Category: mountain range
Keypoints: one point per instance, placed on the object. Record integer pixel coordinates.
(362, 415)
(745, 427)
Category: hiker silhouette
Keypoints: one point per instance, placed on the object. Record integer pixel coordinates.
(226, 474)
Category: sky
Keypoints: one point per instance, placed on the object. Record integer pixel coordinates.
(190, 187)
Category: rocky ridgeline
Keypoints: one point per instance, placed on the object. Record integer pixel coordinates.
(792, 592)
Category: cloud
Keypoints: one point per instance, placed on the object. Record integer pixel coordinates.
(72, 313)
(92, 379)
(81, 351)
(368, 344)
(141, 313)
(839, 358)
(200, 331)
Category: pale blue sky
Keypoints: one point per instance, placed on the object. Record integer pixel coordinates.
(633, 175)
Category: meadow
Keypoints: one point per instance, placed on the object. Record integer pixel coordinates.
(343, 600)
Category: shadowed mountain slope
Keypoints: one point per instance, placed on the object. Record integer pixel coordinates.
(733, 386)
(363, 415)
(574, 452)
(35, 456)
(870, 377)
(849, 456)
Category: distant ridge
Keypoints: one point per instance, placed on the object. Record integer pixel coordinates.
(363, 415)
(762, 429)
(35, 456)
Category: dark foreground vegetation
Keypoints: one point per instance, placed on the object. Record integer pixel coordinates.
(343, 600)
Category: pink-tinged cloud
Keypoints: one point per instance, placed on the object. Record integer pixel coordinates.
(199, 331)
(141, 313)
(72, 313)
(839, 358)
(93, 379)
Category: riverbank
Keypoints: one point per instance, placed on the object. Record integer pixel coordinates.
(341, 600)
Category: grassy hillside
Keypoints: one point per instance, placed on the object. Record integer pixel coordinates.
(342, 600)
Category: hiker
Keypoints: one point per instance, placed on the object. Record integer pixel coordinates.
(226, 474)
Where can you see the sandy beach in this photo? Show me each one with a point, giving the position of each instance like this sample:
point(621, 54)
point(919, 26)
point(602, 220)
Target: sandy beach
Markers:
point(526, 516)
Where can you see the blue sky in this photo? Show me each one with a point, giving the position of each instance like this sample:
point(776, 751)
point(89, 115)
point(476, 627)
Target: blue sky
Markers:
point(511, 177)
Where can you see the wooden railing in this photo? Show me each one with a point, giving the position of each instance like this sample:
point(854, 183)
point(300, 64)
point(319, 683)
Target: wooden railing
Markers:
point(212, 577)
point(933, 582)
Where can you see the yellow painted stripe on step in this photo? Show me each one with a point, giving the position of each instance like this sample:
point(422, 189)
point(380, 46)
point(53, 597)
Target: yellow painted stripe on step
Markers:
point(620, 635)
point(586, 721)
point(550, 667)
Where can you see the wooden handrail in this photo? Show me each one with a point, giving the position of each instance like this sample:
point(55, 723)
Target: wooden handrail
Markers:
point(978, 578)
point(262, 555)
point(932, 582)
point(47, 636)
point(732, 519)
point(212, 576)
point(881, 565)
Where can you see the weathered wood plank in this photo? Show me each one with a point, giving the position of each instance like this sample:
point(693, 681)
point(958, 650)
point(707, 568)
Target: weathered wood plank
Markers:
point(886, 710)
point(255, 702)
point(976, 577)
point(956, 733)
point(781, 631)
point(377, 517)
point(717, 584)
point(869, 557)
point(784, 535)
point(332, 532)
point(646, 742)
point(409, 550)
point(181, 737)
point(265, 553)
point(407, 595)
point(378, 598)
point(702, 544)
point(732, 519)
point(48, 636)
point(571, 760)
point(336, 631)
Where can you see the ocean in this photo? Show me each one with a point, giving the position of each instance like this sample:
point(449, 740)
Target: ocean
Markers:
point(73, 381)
######
§ WHAT IS REQUIRED
An exact transcription of every record above is required.

§ THE COMPLETED TASK
Category: mountain range
Keypoints: one point per instance, placed on the object. Record integer pixel coordinates.
(362, 415)
(745, 427)
Category: hiker silhouette
Keypoints: one point per instance, placed on the object. Record integer pixel coordinates.
(226, 474)
Category: sky
Keypoints: one point per instance, placed on the object. Record integer pixel coordinates.
(190, 187)
Category: rocky ridgeline
Keypoints: one point per instance, placed on the object. Record integer pixel coordinates.
(792, 592)
Category: cloud
Keypoints: one point per instance, placed on the object. Record integer pixel coordinates.
(72, 313)
(92, 379)
(81, 351)
(368, 344)
(141, 313)
(839, 358)
(200, 331)
Category: pale blue sky
Keypoints: one point per instance, placed on the object. Record integer pixel coordinates.
(633, 175)
Category: meadow
Keypoints: one point per instance, placed on the object. Record integer pixel coordinates.
(343, 600)
Category: shadowed mountain slope
Keypoints: one point per instance, placed on the object. Record integer pixel coordinates.
(733, 386)
(363, 415)
(574, 452)
(35, 456)
(870, 377)
(849, 456)
Category: distant ridge
Keypoints: one point per instance, placed on the object. Record integer pixel coordinates.
(363, 415)
(762, 429)
(35, 456)
Category: dark foreground vegetation
Keypoints: one point per instance, placed on the object. Record integer pixel coordinates.
(343, 600)
Category: pink-tinged cloud
Keypoints: one point per instance, placed on the object. Record integer pixel coordinates.
(199, 331)
(141, 313)
(72, 313)
(839, 358)
(93, 379)
Category: riverbank
Keypoints: one point per instance, placed on the object. Record integer pixel coordinates.
(341, 600)
Category: grassy hillside
Keypoints: one point per instance, placed on the object. Record integer pixel coordinates.
(342, 600)
Category: hiker
Keypoints: one point per instance, placed on the object. Record integer pixel coordinates.
(226, 474)
Where can you see the sandy beach in this photo? Show me each one with a point, giving the position of each instance like this sample:
point(621, 54)
point(919, 26)
point(602, 220)
Target: sandy beach
Markers:
point(526, 516)
Where can you see the blue sky in this photo? Show me each one with a point, giving the position of each instance like this sample:
point(776, 751)
point(89, 115)
point(476, 627)
Target: blue sky
Markers:
point(511, 177)
Where can you see the wooden railing in this photo? Show me each one with a point, giving the position of each instance like this sample:
point(854, 183)
point(300, 64)
point(319, 683)
Target: wooden railing
Markers:
point(212, 577)
point(933, 582)
Where can you see the yellow painted stripe on step in this photo? Show me each one with a point, giving the position of each instance like this sample:
point(422, 189)
point(380, 46)
point(53, 597)
Target: yellow painted stripe on step
Markers:
point(620, 635)
point(586, 721)
point(550, 667)
Where can you see the wooden handrail in this photo? Show me each one with a point, giving the position of each instance like this sample:
point(55, 723)
Target: wooden handrail
Markers:
point(978, 578)
point(262, 555)
point(932, 582)
point(47, 636)
point(732, 519)
point(212, 576)
point(881, 565)
Where can you see the weathered wood plank in this photo? Show me each one with a point, giving the position of each instance like this sample:
point(693, 681)
point(958, 650)
point(707, 568)
Target: weathered wood plank
Markers:
point(886, 710)
point(255, 702)
point(976, 577)
point(956, 733)
point(781, 631)
point(377, 517)
point(717, 584)
point(869, 557)
point(784, 535)
point(332, 532)
point(646, 742)
point(409, 550)
point(181, 737)
point(265, 553)
point(407, 595)
point(378, 598)
point(702, 544)
point(732, 519)
point(48, 636)
point(571, 760)
point(336, 631)
Where can you see the ocean in this photo? Show me each one with a point, giving the position of each instance like this sample:
point(449, 740)
Target: ocean
Markers:
point(73, 381)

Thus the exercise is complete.